Texto:
Hic sunt dracones, «aquí hay dragones», es una cita de origen medieval que solía aparecer en los mapas junto a reptiles coriáceos y otras criaturas mitológicas para señalar los límites de lo conocido y, por ende, de lo peligroso. Los satélites y la cartografía ya casi han acabado con los rincones ignotos del globo terráqueo, pero el misterio acecha en el firmamento, más allá de los mapas, en el corazón de unos monstruos más reales que mitológicos: los agujeros negros.
Por abc.es
«Como los unicornios y las gárgolas, los agujeros negros parecen estar más en los territorios de la ciencia ficción y la mitología antigua que en el universo real», como ha escrito Kip Thorne, experto en agujeros negros del Caltech y Nobel de Física en 2017 por la primera detección de ondas gravitacionales. Según J. Craig Wheeler, astrofísico de la Universidad de Texas: «Casi cualquiera comprende el simbolismo de los agujeros negros como fauces abiertas que todo lo tragan y nada dejan salir».
El comecocos cósmico
Se puede decir que los agujeros negros son un auténtico «comecocos» de la materia, de la energía y hasta del espacio. En su superficie hay un punto de no retorno, el conocido como horizonte de sucesos, a partir del cual nada puede escapar a la gravedad, nada, ni siquiera la luz, por lo que no es posible verlos directamente. Además, cualquiera que se acercase demasiado a ellos podría acabar «espaguetizado», o lo que es lo mismo, desgarrado por su inmensa gravedad hasta las partículas fundamentales. Por si esto fuera poco inquietante, un observador externo vería a la víctima congelada en el tiempo, en la superficie del agujero, mientres éste ya habría desaparecido: «En el espacio nadie puede oírte gritar; en un agujero negro, nadie puede verte desaparecer», dijo el astrofísico Stephen Hawking.
En el interior del agujero negro, la curvatura del espacio-tiempo se hace infinita en un punto, la singularidad, de densidad también infinita. «Una singularidad es un lugar, o un momento, donde las ecuaciones de Einstein que gobiernan el espacio-tiempo se rompen, y la relatividad pierde su poder predictivo», ha explicado Frans Pretorius, catedrático de Física de la universidad de Princeton especializado en la relatividad. «Por eso, para entender las singularidades haría falta una nueva teoría, quizás una teoría cuántica de la gravedad como la teoría de cuerdas». De momento no la hay y los científicos están completamente a ciegas en cuanto a lo que puede estar ocurriendo en el «estómago» de estos monstruos.
A pesar de todo, los investigadores no se han amilanado ante estas «criaturas» voraces y misteriosas. Tras siglos de vicisitudes, teorías y demostraciones, los experimentos han permitido acercarse, más que nunca, a la guarida de los dragones, en busca de un hermoso tesoro de conocimiento. Precisamente, esta misma semana, Roger Penrose, Andrea Ghez y Reinhard Genzel recibían el premio Nobel de Física por sus investigaciones sobre agujeros negros. Sus trabajos han requerido enfrentarse a los misterios de las singularidades o medir la posición de una estrella con una gran precisión: comparable a la de distinguir una piedra de un centímetro en un estadio de fútbol construido en la Luna.

Requisitos del ejercicio: Transcribe del texto sobre los agujeros negros el fragmento que comienza en «En el interior» y termina en «de estos monstruos.».

Material proporcionado:
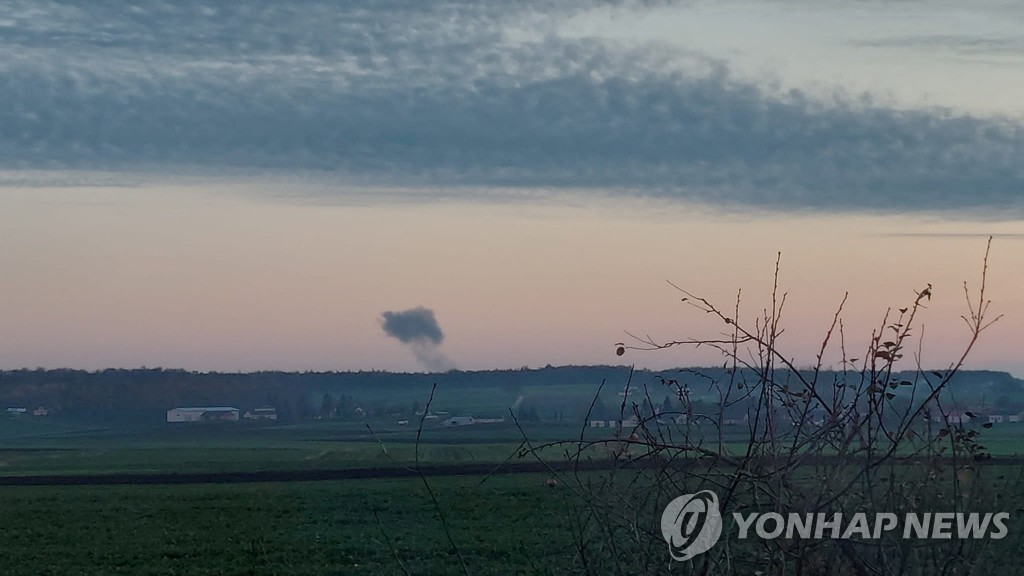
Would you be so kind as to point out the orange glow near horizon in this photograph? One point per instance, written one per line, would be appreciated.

La respuesta:
En el interior del agujero negro, la curvatura del espacio-tiempo se hace infinita en un punto, la singularidad, de densidad también infinita. «Una singularidad es un lugar, o un momento, donde las ecuaciones de Einstein que gobiernan el espacio-tiempo se rompen, y la relatividad pierde su poder predictivo», ha explicado Frans Pretorius, catedrático de Física de la universidad de Princeton especializado en la relatividad. «Por eso, para entender las singularidades haría falta una nueva teoría, quizás una teoría cuántica de la gravedad como la teoría de cuerdas». De momento no la hay y los científicos están completamente a ciegas en cuanto a lo que puede estar ocurriendo en el «estómago» de estos monstruos.